• _Problem description_:
Set down exactly the entries below, beginning at their first line and ending at the line with "positive clicks: (330, 174)".

START Provided entries

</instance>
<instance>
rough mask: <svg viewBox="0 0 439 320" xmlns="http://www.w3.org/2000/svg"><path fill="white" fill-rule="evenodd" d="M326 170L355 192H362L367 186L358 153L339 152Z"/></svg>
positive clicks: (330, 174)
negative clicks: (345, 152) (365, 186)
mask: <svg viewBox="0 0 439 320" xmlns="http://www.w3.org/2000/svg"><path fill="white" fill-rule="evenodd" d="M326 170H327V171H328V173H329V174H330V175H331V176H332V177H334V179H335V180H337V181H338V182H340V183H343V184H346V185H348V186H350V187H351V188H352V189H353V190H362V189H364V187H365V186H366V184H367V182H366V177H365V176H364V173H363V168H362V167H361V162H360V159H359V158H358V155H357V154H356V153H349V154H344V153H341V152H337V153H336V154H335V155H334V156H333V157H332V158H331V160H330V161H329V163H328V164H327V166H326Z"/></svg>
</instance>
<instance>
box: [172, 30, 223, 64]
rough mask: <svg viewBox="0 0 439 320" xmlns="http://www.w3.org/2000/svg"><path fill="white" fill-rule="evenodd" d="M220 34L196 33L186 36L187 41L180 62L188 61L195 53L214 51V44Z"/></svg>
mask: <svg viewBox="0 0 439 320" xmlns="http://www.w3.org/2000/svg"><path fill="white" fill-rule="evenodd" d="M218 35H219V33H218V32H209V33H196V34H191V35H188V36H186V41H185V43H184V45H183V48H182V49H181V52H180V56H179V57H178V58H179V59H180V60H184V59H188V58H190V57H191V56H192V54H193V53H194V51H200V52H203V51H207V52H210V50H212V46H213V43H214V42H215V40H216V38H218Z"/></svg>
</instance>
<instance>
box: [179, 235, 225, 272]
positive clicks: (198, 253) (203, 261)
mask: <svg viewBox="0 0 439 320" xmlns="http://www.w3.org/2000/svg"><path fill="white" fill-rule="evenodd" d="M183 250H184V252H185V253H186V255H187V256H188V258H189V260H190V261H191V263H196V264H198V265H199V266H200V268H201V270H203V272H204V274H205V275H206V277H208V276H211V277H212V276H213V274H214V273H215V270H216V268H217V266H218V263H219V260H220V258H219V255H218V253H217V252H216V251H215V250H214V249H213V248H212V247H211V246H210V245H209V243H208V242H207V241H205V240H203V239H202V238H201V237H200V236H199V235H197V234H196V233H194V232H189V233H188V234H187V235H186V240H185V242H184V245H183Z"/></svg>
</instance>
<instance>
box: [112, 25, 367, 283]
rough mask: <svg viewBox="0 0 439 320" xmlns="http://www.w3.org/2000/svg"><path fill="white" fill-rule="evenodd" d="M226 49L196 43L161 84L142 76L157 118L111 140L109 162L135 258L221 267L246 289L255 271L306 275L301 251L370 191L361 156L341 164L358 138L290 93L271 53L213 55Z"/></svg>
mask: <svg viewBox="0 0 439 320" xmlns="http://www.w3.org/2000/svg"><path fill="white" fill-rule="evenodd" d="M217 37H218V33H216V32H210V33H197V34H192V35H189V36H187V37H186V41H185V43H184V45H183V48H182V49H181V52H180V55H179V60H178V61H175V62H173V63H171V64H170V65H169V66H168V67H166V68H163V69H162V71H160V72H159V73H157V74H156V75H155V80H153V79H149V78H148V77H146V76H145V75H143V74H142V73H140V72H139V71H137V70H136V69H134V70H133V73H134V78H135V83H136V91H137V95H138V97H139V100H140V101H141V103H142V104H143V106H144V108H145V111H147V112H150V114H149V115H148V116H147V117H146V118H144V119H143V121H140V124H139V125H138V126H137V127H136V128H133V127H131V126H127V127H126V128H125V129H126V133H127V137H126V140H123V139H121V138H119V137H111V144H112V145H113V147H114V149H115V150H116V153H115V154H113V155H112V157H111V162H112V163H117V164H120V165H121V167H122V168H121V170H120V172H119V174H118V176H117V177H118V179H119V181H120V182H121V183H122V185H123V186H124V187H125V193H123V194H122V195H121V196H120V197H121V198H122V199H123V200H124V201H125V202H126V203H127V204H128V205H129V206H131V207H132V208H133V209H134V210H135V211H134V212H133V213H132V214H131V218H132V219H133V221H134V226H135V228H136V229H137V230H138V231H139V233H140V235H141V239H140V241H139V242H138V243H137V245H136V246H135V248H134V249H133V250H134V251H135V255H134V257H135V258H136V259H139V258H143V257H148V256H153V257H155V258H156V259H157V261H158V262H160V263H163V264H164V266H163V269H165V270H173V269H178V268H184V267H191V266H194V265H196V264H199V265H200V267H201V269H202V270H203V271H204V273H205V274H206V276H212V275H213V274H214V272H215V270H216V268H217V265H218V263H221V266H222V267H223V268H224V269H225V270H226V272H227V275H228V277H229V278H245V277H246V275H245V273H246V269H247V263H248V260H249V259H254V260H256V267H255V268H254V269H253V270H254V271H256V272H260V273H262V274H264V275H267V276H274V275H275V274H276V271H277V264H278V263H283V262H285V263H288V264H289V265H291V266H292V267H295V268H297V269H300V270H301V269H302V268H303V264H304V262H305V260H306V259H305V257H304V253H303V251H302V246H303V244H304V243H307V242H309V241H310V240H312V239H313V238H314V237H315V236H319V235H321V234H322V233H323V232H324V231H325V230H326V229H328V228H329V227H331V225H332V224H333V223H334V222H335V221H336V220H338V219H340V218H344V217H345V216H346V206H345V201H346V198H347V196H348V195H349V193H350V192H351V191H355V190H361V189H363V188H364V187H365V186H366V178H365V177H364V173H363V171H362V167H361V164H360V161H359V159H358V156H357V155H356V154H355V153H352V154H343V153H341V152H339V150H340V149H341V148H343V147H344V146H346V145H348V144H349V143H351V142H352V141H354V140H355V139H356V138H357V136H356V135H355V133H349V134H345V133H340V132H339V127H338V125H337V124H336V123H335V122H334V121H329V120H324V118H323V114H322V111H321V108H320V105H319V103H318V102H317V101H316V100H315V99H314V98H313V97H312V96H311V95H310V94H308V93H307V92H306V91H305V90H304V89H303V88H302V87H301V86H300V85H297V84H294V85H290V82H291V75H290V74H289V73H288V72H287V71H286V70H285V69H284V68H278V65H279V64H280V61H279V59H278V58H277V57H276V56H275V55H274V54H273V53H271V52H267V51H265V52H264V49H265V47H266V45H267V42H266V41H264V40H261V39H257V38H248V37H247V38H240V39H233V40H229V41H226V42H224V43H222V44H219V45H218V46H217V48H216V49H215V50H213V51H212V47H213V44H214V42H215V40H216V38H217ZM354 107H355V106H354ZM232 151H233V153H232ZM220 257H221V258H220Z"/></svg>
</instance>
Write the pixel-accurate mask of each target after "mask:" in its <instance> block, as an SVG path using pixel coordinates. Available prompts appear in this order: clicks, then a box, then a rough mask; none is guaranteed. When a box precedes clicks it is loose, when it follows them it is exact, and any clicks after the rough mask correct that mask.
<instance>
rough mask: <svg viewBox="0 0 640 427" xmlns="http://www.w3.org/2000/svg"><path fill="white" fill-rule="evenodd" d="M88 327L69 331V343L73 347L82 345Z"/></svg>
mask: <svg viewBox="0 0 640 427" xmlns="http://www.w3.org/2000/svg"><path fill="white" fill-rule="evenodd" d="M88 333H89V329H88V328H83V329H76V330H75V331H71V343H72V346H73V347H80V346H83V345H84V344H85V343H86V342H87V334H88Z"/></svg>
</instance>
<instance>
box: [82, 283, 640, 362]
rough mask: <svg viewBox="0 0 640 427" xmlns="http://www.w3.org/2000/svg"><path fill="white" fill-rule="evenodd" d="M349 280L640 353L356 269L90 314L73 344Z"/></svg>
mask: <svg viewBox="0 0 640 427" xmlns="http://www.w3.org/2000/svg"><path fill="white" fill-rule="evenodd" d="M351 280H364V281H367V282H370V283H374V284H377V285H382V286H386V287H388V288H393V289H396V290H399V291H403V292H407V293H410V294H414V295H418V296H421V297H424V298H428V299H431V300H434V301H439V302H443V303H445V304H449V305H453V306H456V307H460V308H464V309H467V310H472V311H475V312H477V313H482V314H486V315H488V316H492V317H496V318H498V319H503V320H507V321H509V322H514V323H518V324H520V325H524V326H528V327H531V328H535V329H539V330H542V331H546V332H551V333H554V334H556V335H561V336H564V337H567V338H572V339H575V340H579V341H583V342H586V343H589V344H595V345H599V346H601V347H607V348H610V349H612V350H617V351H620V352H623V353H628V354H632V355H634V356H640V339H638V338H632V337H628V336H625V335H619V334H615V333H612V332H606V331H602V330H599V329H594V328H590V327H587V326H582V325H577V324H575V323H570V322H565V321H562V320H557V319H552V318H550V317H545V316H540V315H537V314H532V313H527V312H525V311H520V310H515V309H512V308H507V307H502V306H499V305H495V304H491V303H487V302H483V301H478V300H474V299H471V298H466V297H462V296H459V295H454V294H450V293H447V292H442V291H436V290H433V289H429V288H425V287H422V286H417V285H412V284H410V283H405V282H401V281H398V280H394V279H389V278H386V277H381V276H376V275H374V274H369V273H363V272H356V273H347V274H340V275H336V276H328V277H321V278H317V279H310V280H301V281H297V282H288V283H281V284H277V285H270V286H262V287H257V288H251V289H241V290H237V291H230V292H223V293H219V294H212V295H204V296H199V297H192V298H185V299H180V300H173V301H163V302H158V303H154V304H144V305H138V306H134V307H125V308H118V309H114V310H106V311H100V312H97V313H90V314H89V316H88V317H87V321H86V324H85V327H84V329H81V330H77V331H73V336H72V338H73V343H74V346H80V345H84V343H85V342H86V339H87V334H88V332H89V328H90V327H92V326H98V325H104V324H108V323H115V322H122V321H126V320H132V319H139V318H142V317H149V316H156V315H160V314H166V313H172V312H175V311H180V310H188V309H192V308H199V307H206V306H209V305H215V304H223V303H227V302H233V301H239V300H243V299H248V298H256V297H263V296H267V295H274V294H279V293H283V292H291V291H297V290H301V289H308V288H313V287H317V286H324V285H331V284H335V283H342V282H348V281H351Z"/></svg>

END Provided entries

• _Task response_:
</instance>
<instance>
rough mask: <svg viewBox="0 0 439 320" xmlns="http://www.w3.org/2000/svg"><path fill="white" fill-rule="evenodd" d="M326 170L355 192H362L367 186L358 153L339 152Z"/></svg>
positive clicks: (330, 174)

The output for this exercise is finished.